— Begin Document text —
Critical Buffer Overflow in SCRAM-SHA-256: How Unchecked memcpy Calls Put Your Database Proxy at Risk
Severity: Critical | CVE Category: Buffer Overflow | Component:
sources/scram.c| Fixed In: Latest Release
Introduction
Authentication code is supposed to be the gatekeeper — the part of your system that decides who gets in. But what happens when the gatekeeper itself has a hidden trapdoor?
A critical security vulnerability was recently discovered and patched in the SCRAM-SHA-256 authentication implementation of Odyssey, a high-performance PostgreSQL connection pooler and proxy. The root cause? Six memcpy calls that blindly trusted network-supplied data without ever checking whether that data would fit into the destination buffer.
This is the kind of vulnerability that makes security engineers lose sleep. It requires no authentication, no special privileges, and no insider knowledge beyond knowing how to initiate a SCRAM authentication handshake. Any client connecting to the proxy could weaponize it.
If you write C code, work with authentication protocols, or maintain any network-facing service, this post is for you.
The Vulnerability Explained
What Is SCRAM-SHA-256?
— End Document text —
Given instruction 1. Extract every line of the records that contains the string "Point", treating uppercase and lowercase letters as distinct.
— Begin Supplied material —
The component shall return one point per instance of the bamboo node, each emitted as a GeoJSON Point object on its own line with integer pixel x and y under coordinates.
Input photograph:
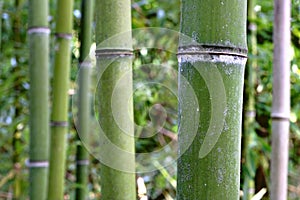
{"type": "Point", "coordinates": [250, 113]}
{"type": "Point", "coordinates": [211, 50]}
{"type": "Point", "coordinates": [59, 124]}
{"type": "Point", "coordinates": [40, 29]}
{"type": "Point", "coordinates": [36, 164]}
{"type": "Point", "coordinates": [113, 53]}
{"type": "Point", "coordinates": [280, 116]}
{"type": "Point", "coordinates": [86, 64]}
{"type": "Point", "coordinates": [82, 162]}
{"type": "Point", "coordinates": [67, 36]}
— End Supplied material —
Given instruction 2. Continue the article on the SCRAM-SHA-256 buffer overflow, starting immediately after its final line.

Final result 1.
The component shall return one point per instance of the bamboo node, each emitted as a GeoJSON Point object on its own line with integer pixel x and y under coordinates.
{"type": "Point", "coordinates": [250, 113]}
{"type": "Point", "coordinates": [211, 50]}
{"type": "Point", "coordinates": [59, 124]}
{"type": "Point", "coordinates": [40, 29]}
{"type": "Point", "coordinates": [36, 164]}
{"type": "Point", "coordinates": [113, 53]}
{"type": "Point", "coordinates": [280, 116]}
{"type": "Point", "coordinates": [86, 64]}
{"type": "Point", "coordinates": [82, 162]}
{"type": "Point", "coordinates": [67, 36]}

Final result 2.
SCRAM (Salted Challenge Response Authentication Mechanism) is a modern, secure authentication protocol used by PostgreSQL and many other systems. It replaces older, weaker mechanisms like MD5 password authentication. During a SCRAM handshake, the client and server exchange several messages containing fields like usernames, nonces, salts, and cryptographic proofs.
These fields are variable-length strings supplied by the connecting client.
What Went Wrong
In sources/scram.c, the implementation parsed these incoming authentication messages and copied the extracted fields into fixed-size heap buffers using memcpy. Here's the critical mistake: none of these six copy operations verified that the source data was actually small enough to fit in the destination.
In simplified terms, the vulnerable pattern looked like this:
// VULNERABLE: No length check before copying
char dest_buffer[FIXED_SIZE]; // e.g., 256 bytes
memcpy(dest_buffer, network_supplied_data, network_supplied_length);
// ^^^^^^^^^^^^^^^^^^^^^^^^
// This value comes from the attacker and is never validated!
If network_supplied_length exceeds FIXED_SIZE, memcpy will happily write past the end of dest_buffer, overwriting adjacent heap memory.
How Could It Be Exploited?
This is a classic heap buffer overflow. When an attacker writes beyond the bounds of an allocated buffer on the heap, they can corrupt:
- Heap metadata — causing crashes or unpredictable behavior
- Adjacent data structures — overwriting function pointers, authentication state, or session data
- Control flow data — in sophisticated exploits, redirecting execution to attacker-controlled code
Here's what makes this particularly alarming:
- No authentication required. The vulnerability lives in the authentication handler itself. An attacker doesn't need a valid username or password — they just need to reach the proxy's port.
- Predictable protocol structure. SCRAM is a well-documented standard. An attacker knows exactly which fields to craft and where they appear in the message.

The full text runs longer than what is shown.